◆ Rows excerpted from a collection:
* START *

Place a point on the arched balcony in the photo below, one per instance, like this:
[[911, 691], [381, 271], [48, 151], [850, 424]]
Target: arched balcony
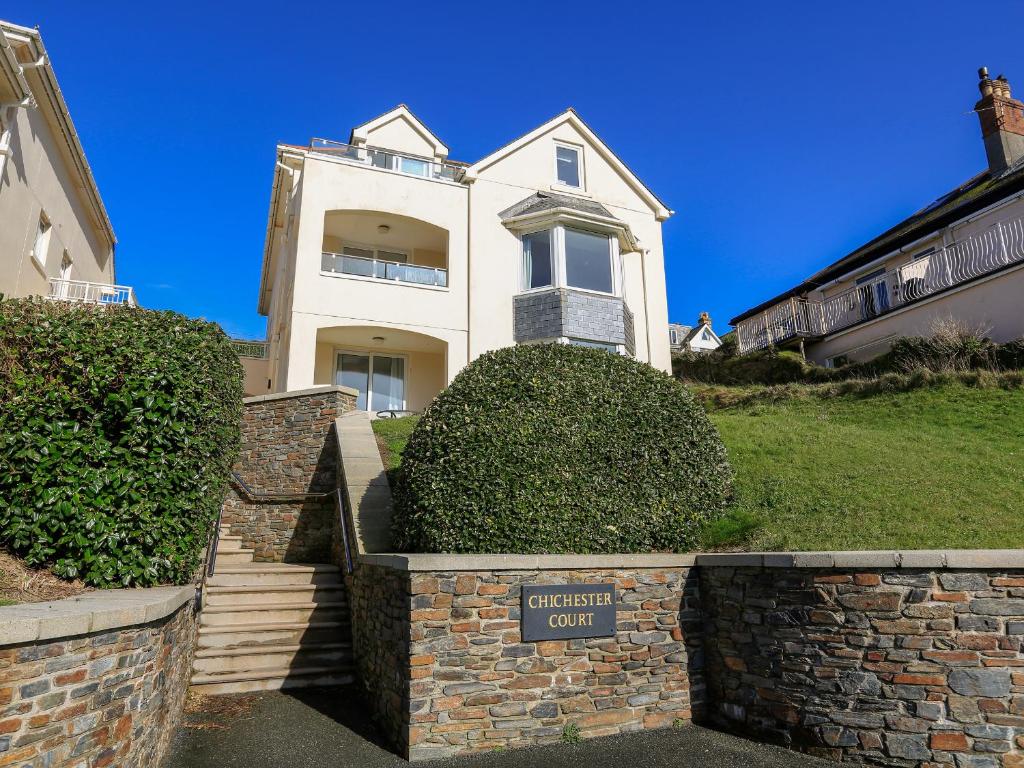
[[384, 247]]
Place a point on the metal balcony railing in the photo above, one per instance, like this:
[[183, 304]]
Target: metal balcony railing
[[410, 165], [381, 269], [997, 247], [246, 348], [90, 293]]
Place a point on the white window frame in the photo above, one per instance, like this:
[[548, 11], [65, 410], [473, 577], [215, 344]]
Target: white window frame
[[41, 243], [371, 353], [558, 267], [578, 148]]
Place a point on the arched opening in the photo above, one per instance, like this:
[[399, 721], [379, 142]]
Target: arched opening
[[385, 246], [392, 369]]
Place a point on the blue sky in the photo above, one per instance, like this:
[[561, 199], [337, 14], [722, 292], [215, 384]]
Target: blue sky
[[782, 134]]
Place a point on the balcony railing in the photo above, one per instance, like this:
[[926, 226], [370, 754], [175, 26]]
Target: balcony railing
[[246, 348], [90, 293], [392, 161], [381, 269], [973, 257]]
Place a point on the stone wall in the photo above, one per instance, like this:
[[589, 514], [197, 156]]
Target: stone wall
[[449, 673], [108, 697], [288, 446], [380, 610], [893, 666]]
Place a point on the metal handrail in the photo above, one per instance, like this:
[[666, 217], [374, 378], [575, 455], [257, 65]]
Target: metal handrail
[[336, 493], [388, 160], [383, 269]]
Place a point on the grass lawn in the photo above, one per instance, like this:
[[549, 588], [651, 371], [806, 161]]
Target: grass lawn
[[930, 468]]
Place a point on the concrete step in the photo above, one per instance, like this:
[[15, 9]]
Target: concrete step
[[246, 595], [291, 612], [235, 557], [228, 544], [223, 660], [271, 680], [272, 633], [261, 573]]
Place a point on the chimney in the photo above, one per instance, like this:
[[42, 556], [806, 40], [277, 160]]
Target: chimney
[[1001, 120]]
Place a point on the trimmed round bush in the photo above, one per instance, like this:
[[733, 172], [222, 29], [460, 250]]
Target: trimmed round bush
[[118, 432], [559, 449]]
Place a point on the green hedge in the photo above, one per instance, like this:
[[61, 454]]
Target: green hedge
[[118, 431], [558, 449]]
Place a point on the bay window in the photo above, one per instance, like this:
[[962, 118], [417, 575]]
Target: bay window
[[564, 257]]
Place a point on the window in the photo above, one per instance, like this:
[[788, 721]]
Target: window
[[606, 346], [379, 379], [567, 164], [588, 261], [569, 258], [537, 259], [42, 242]]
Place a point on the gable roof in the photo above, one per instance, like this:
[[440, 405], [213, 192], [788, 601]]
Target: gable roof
[[974, 195], [51, 103], [360, 131], [662, 211]]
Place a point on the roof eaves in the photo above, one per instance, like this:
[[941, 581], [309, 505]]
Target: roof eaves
[[973, 198], [56, 104]]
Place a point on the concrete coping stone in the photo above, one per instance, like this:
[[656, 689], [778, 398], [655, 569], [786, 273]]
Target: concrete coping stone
[[92, 611], [949, 559], [442, 562], [301, 393], [922, 558]]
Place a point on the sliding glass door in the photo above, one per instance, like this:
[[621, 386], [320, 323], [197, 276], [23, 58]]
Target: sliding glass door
[[380, 380]]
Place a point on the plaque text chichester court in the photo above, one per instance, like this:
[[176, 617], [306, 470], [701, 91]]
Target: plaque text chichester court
[[560, 611]]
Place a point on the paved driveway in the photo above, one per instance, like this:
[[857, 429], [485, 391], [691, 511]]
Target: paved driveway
[[330, 728]]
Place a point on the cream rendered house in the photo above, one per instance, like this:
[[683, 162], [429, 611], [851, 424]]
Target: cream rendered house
[[55, 237], [960, 258], [388, 266]]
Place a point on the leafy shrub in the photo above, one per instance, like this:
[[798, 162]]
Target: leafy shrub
[[558, 449], [117, 435]]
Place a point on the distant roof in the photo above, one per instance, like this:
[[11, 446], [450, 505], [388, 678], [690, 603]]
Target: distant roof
[[546, 202], [977, 193]]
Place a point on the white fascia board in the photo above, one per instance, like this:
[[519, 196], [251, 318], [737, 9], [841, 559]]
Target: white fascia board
[[360, 132], [572, 215], [660, 211], [54, 109]]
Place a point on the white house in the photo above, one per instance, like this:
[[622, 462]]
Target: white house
[[55, 237], [388, 266], [698, 338]]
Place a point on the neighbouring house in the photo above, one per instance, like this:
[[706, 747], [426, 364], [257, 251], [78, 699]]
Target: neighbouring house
[[960, 258], [698, 338], [55, 237], [388, 266]]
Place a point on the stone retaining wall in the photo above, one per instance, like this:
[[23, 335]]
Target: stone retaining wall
[[288, 446], [893, 666], [98, 680], [450, 674]]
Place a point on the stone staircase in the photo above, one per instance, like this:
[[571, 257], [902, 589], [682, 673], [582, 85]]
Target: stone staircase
[[269, 626]]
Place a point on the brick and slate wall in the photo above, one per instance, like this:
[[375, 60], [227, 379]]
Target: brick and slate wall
[[107, 698], [466, 682], [288, 446], [550, 314], [887, 667]]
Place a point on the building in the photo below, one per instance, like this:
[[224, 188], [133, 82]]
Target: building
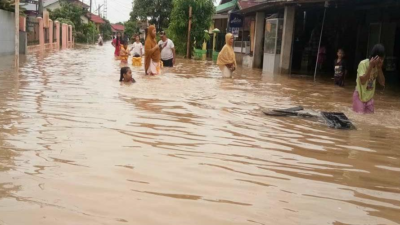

* END *

◆ Job:
Rewrite all of the rows with every "Target" changed to "Label" and nothing else altered. Omit the pictures from your version.

◆ Result below:
Place a point on the arched balcony in the photo below, one per instance, like this:
[[911, 691], [381, 271], [48, 151], [850, 424]]
Label: arched balcony
[[384, 247]]
Place a point on the metal balcony railing in the photo above, one per instance, like this:
[[183, 304]]
Label: metal balcony railing
[[410, 165], [381, 269], [997, 247], [246, 348], [90, 293]]
Place a point on the white window frame in the photo above, one per instance, like this:
[[548, 11], [65, 410], [473, 577], [215, 344]]
Label: white window frame
[[41, 243], [371, 353], [558, 267], [578, 148]]
Place a point on the arched opening in the photo above, one per instance, like this:
[[399, 721], [379, 142]]
Label: arched opening
[[385, 246], [392, 369]]
Place a point on the blue sky in the photo above, one per instance, like this:
[[561, 199], [337, 14], [722, 292], [215, 384]]
Label: blue sky
[[782, 134]]
Place a point on the balcony railing in the photo above, one per instance, like this:
[[926, 226], [370, 754], [175, 26]]
Label: balcony railing
[[246, 348], [90, 293], [392, 161], [381, 269], [973, 257]]
Place a point on the stone wall in the photo above, one per instance, like this:
[[589, 514], [197, 156]]
Label: stone wall
[[449, 673], [108, 697], [288, 446], [380, 610], [893, 666]]
Place a point on the metal handrail in the photo above, one per instance, like this:
[[666, 217], [374, 378], [575, 455], [257, 65]]
Label: metal handrail
[[336, 493], [388, 160], [383, 269]]
Place a point on the grass lawn in the photo above, one per instance, like this:
[[549, 588], [651, 371], [806, 161]]
Label: grass lawn
[[930, 468]]
Place a point on the concrete step in the photo above, one per instance, like this:
[[15, 9]]
Label: concrete step
[[246, 595], [291, 612], [235, 557], [228, 544], [223, 660], [271, 680], [272, 633], [261, 573]]
Place a point on the chimney in the photo above, one per instance, like this:
[[42, 556], [806, 40], [277, 160]]
Label: chimney
[[1001, 120]]
Place a point on the trimmed round bush in the photo above, one per instance, like this:
[[733, 172], [222, 29], [460, 250]]
Label: trimmed round bush
[[118, 432], [559, 449]]
Place a point on the green hedge in the photo above, one per instance, like this:
[[61, 454]]
Label: green hedge
[[118, 431], [558, 449]]
Place a point on the bay window in the photo above, one per instance, like this:
[[962, 118], [417, 575]]
Label: bay window
[[564, 257]]
Place a point on the window in the photo above, one per instance, like this:
[[788, 721]]
Label: window
[[606, 346], [379, 379], [567, 164], [588, 261], [569, 258], [537, 259], [42, 242]]
Place a point on the gable roof in the photo above, one per instance, like this:
[[440, 405], [213, 192], [788, 601]]
Label: gable roof
[[974, 195], [51, 103], [360, 131], [662, 211]]
Place a point on the roof eaves in the photo above, one per instance, like this:
[[941, 581], [309, 505]]
Label: roof eaves
[[973, 198], [56, 104]]
Place a point on the concrete coping stone in the photo above, one per instance, like this:
[[656, 689], [778, 398], [655, 569], [786, 273]]
Label: concrete coping stone
[[92, 611], [949, 559], [442, 562], [301, 393], [922, 558]]
Place a point on the sliding glass door in the photo above, one per instance, like this:
[[621, 386], [320, 323], [197, 276], [23, 58]]
Label: sliding glass door
[[380, 380]]
Place a point on the plaque text chichester court in the photo above, one per instance, like this:
[[176, 617], [306, 470], [701, 91]]
Label: plaque text chichester court
[[560, 611]]
Place a point on the paved driveway in the photo above, one per instance, like this:
[[857, 429], [485, 391], [691, 511]]
Label: paved driveway
[[330, 728]]
Place a point on the cream rendered house in the photo above, one per instance, like this:
[[683, 162], [429, 611], [851, 424]]
Label: cream rendered house
[[55, 237], [960, 258], [388, 266]]
Place a point on the leafy shrub in the photo above, one per instance, like this:
[[798, 162]]
Label: leafy shrub
[[558, 449], [117, 435]]
Place a point on the distant roof in the photo above, one per instance, like this:
[[11, 446], [450, 505], [388, 678], [690, 603]]
Label: distant roof
[[546, 202], [977, 193]]
Place a point on the white fascia board in the photo above, one per instance, like this:
[[519, 196], [251, 318], [737, 9], [841, 559]]
Label: white fascia board
[[360, 132], [572, 215], [660, 211], [54, 109]]
Place a point on the white house in the photo above, one per instance, like this:
[[622, 462]]
Label: white house
[[55, 237], [388, 266], [698, 338]]
Place a point on the neighbouring house in the photo above, one per instance, like this:
[[706, 747], [426, 364], [257, 251], [78, 699]]
Label: neighbouring house
[[960, 258], [698, 338], [55, 237], [388, 266]]
Place a point on the stone retaining wall in the photo above, one per instance, like this:
[[23, 335]]
Label: stone retaining wall
[[288, 446], [893, 666], [98, 680], [450, 674]]
Place a point on the stone staircase in the photo above, one per instance, like this:
[[571, 257], [902, 589], [682, 673], [582, 85]]
Label: stone staircase
[[269, 626]]
Place a point on the brick and slate wall in the photo above, one per instance, like this:
[[375, 60], [227, 379]]
Label: brick and slate wall
[[107, 698], [466, 682], [288, 446], [550, 314], [887, 667]]
Place a point on the building in the photo below, one per instance, like this:
[[224, 188], [133, 82]]
Label: building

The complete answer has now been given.